» Exercise goal
The records should be written out in full, with nothing altered.

» Supplied entries
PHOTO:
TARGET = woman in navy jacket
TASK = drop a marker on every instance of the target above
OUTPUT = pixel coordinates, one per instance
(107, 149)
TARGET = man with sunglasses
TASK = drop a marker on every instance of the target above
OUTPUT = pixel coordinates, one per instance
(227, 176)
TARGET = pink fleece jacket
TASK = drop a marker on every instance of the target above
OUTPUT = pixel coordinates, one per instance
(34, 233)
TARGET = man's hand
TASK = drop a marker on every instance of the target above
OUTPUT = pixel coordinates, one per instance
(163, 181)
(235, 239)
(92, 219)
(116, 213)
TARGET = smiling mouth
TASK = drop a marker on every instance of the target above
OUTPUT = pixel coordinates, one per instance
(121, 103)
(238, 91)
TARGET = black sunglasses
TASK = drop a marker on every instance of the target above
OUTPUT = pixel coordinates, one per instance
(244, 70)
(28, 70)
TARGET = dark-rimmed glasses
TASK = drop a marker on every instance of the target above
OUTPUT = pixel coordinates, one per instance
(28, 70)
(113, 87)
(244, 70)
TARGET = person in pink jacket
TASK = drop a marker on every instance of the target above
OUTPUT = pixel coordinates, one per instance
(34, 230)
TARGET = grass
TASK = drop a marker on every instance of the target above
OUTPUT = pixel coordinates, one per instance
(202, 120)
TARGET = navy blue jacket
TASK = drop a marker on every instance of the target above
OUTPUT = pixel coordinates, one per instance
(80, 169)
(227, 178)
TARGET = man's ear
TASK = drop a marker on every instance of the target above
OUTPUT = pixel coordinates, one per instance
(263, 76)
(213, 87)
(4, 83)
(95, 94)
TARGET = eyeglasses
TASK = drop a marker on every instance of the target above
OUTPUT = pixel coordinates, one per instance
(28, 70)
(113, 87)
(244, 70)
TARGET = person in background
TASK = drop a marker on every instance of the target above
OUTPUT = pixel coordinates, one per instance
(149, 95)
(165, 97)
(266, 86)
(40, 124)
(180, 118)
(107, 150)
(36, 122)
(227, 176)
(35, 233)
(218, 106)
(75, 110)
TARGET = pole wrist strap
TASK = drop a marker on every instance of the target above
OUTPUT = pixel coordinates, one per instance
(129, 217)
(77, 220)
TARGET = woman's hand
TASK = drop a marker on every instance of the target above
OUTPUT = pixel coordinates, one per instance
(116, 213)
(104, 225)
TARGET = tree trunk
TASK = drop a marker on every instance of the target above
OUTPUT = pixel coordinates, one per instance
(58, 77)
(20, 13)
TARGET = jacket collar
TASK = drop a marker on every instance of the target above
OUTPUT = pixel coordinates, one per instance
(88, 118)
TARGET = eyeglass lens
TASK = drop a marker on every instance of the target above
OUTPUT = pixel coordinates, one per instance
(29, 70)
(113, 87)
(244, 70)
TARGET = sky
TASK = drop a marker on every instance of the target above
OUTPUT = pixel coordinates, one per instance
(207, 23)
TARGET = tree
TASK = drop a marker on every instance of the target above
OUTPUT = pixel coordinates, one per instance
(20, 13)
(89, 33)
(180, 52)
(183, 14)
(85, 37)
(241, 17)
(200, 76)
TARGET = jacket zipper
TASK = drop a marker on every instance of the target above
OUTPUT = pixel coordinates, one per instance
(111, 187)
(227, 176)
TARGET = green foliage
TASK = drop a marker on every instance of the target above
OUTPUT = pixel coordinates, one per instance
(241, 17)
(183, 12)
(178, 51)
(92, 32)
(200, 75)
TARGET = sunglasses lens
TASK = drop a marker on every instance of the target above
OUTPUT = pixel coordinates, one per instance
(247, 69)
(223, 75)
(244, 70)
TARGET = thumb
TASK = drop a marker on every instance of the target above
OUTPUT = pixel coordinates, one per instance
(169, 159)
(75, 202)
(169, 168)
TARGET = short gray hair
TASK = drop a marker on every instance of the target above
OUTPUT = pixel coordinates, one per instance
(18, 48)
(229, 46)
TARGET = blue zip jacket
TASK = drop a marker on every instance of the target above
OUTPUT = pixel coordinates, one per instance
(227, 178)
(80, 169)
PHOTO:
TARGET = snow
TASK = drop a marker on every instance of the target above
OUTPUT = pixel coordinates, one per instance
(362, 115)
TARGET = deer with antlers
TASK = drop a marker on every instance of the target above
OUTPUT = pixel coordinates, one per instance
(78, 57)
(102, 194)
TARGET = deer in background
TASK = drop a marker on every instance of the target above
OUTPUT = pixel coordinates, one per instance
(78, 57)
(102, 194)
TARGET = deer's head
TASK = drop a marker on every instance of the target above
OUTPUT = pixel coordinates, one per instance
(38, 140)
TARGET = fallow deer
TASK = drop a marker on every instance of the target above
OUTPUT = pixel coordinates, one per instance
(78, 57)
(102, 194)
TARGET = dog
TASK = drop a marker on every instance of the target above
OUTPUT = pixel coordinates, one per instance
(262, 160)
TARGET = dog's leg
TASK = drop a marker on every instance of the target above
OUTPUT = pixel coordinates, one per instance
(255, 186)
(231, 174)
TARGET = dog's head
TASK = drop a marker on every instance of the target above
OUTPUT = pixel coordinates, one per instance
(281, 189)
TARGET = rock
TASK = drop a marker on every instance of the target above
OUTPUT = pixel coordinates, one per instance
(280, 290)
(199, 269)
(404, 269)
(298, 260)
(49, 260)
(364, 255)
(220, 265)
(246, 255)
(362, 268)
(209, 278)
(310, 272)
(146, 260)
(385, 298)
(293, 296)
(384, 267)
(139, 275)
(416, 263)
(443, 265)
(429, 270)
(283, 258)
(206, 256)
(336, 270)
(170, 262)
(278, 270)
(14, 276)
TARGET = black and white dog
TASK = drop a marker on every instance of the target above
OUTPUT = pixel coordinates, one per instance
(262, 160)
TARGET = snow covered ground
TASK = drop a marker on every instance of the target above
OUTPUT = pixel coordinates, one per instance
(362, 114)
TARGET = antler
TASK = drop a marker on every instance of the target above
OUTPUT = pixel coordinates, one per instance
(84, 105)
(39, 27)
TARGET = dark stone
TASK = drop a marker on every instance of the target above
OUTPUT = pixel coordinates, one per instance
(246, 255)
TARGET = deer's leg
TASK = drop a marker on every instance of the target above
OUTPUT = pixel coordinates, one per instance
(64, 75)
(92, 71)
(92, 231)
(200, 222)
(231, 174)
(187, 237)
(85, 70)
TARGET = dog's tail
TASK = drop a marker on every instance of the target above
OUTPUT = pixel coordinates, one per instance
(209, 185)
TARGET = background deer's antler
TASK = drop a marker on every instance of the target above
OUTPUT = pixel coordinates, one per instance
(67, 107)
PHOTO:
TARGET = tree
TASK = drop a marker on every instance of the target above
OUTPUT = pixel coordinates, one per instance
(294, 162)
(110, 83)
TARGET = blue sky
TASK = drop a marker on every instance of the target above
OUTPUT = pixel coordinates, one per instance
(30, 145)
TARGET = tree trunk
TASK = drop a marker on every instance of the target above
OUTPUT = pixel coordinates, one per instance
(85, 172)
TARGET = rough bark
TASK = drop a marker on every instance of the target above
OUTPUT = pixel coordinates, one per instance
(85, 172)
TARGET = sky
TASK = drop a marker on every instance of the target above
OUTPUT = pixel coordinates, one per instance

» Output
PHOTO:
TARGET = woman in navy jacket
TASK = drop a marker on every instance of the target above
OUTPUT = pixel coordinates, one per instance
(107, 149)
TARGET = man with sunglasses
TASK = drop a marker on every instance of the target above
OUTPUT = pixel coordinates, one per instance
(227, 176)
TARGET = pink fleece jacket
TASK = drop a marker on every instance of the target above
OUTPUT = pixel coordinates, one per instance
(34, 233)
TARGET = man's hand
TASK = drop a marker on every instance of the target above
OUTPUT = pixel coordinates, one per instance
(163, 181)
(235, 239)
(92, 219)
(116, 213)
TARGET = smiling mouth
TASK = drop a marker on every instance of the target above
OUTPUT = pixel coordinates, one per instance
(121, 103)
(238, 91)
TARGET = black sunglasses
TASK = drop a marker on every instance of the target above
OUTPUT = pixel coordinates, one per instance
(244, 70)
(28, 70)
TARGET = dark-rimmed glasses
TASK = drop a marker on every instance of the target above
OUTPUT = pixel coordinates, one per instance
(28, 70)
(113, 87)
(244, 70)
TARGET = person in pink jacket
TASK = drop a marker on every instance of the target above
OUTPUT = pixel coordinates, one per instance
(34, 230)
TARGET = grass
TASK = drop a marker on every instance of the target above
OUTPUT = pixel coordinates, one per instance
(202, 120)
TARGET = navy blue jacket
TASK = drop a marker on every instance of the target above
OUTPUT = pixel coordinates, one per instance
(80, 169)
(227, 178)
TARGET = man's ear
TASK = drop a marker on every instance of the target above
OUTPUT = pixel coordinates, one per instance
(263, 76)
(213, 87)
(4, 83)
(95, 94)
TARGET = eyeglasses
TASK = drop a marker on every instance of the target above
OUTPUT = pixel coordinates, one per instance
(28, 70)
(113, 87)
(244, 70)
TARGET = person in background
TASK = drop a marker on every instance of the target above
OUTPUT = pixel coordinates, one per instance
(149, 95)
(165, 97)
(266, 86)
(40, 124)
(180, 118)
(107, 150)
(36, 122)
(227, 176)
(35, 233)
(218, 106)
(75, 110)
TARGET = pole wrist strap
TASK = drop a marker on every instance of the target above
OUTPUT = pixel coordinates, one per instance
(129, 217)
(77, 220)
TARGET = woman's hand
TASK = drop a marker on every instance of the target above
OUTPUT = pixel coordinates, one per instance
(116, 213)
(104, 225)
TARGET = tree trunk
TASK = drop a marker on every instance of the target above
OUTPUT = pixel coordinates, one per instance
(58, 77)
(20, 13)
TARGET = jacket collar
TASK = drop a marker on every instance of the target above
OUTPUT = pixel coordinates, one per instance
(88, 118)
TARGET = eyeglass lens
TASK = drop a marker on every instance of the target above
OUTPUT = pixel coordinates, one per instance
(29, 70)
(113, 87)
(244, 70)
TARGET = sky
TASK = drop a marker on every instance of the target above
OUTPUT = pixel coordinates, one per instance
(207, 23)
TARGET = tree
TASK = drop a marker on every instance of the target above
OUTPUT = pixel coordinates, one per instance
(20, 13)
(89, 33)
(180, 52)
(183, 14)
(85, 37)
(241, 17)
(200, 76)
TARGET = jacket zipper
TASK = drop a marker on every instance of the target above
OUTPUT = pixel coordinates, one per instance
(111, 187)
(227, 176)
TARGET = green foliage
TASK = drop a marker on every instance of the target above
OUTPUT = pixel coordinates, one per instance
(241, 17)
(183, 12)
(178, 51)
(92, 32)
(200, 75)
TARGET = sunglasses lens
TASK = drop a marker on every instance of the target above
OUTPUT = pixel coordinates, one per instance
(247, 69)
(223, 75)
(244, 70)
TARGET = thumb
TASK = drop a marker on every instance of the target above
OUTPUT = pixel coordinates, one per instance
(169, 159)
(75, 202)
(169, 168)
TARGET = short gray hair
TASK = drop a marker on every instance of the target above
OUTPUT = pixel coordinates, one per instance
(18, 48)
(229, 46)
TARGET = blue zip jacket
TASK = drop a marker on every instance of the target above
OUTPUT = pixel coordinates, one per instance
(227, 178)
(80, 169)
PHOTO:
TARGET = snow
TASK = drop a marker on every instance of the target above
OUTPUT = pixel coordinates, one per instance
(362, 115)
TARGET = deer with antlers
TASK = drop a marker on every instance of the target above
OUTPUT = pixel coordinates, one per instance
(78, 57)
(102, 194)
TARGET = deer in background
TASK = drop a marker on every instance of the target above
OUTPUT = pixel coordinates, one per instance
(78, 57)
(102, 194)
TARGET = deer's head
TASK = drop a marker on every instance of the target above
OUTPUT = pixel coordinates, one per instance
(38, 140)
TARGET = fallow deer
TASK = drop a marker on every instance of the target above
OUTPUT = pixel coordinates, one per instance
(78, 57)
(102, 194)
TARGET = dog
TASK = drop a marker on every instance of the target above
OUTPUT = pixel coordinates, one per instance
(262, 160)
TARGET = dog's leg
TASK = drop a marker on every instance of the target above
OUTPUT = pixel coordinates, one per instance
(255, 186)
(231, 174)
TARGET = dog's head
TASK = drop a marker on every instance of the target above
OUTPUT = pixel coordinates, one per instance
(281, 189)
TARGET = rock
TASK = drop a marker on every instance of the target above
OUTPUT = pixel coordinates, one per instance
(280, 290)
(199, 269)
(404, 269)
(298, 260)
(49, 260)
(364, 255)
(220, 265)
(246, 255)
(362, 268)
(209, 278)
(310, 272)
(146, 260)
(385, 298)
(293, 296)
(384, 267)
(139, 275)
(416, 263)
(443, 265)
(429, 270)
(283, 258)
(206, 256)
(336, 270)
(170, 262)
(278, 270)
(14, 276)
TARGET = black and white dog
TASK = drop a marker on every instance of the target above
OUTPUT = pixel coordinates, one per instance
(262, 160)
TARGET = snow covered ground
TASK = drop a marker on every instance of the target above
OUTPUT = pixel coordinates, one per instance
(362, 114)
TARGET = antler
TASK = drop a marker on every instance of the target above
OUTPUT = pixel coordinates, one per instance
(84, 105)
(39, 27)
TARGET = dark stone
TASK = drop a marker on every instance of the target above
OUTPUT = pixel coordinates, one per instance
(246, 255)
TARGET = deer's leg
TASK = drop a marker on every instance of the target above
OUTPUT = pixel coordinates, one per instance
(64, 75)
(92, 71)
(92, 231)
(200, 222)
(231, 174)
(187, 237)
(85, 70)
TARGET = dog's tail
TASK = drop a marker on every instance of the target above
OUTPUT = pixel coordinates, one per instance
(209, 185)
TARGET = background deer's antler
TASK = drop a marker on every instance of the target above
OUTPUT = pixel coordinates, one per instance
(67, 107)
PHOTO:
TARGET = tree
TASK = drop a marker on every instance of the target above
OUTPUT = pixel coordinates, one per instance
(294, 162)
(110, 83)
TARGET = blue sky
TASK = drop a marker on every instance of the target above
OUTPUT = pixel coordinates, one per instance
(30, 145)
TARGET = tree trunk
TASK = drop a marker on every instance of the target above
OUTPUT = pixel coordinates, one per instance
(85, 172)
TARGET = rough bark
TASK = drop a marker on every instance of the target above
OUTPUT = pixel coordinates, one per instance
(85, 172)
TARGET = sky
TASK = drop a marker on every instance of the target above
OUTPUT = pixel coordinates, one per instance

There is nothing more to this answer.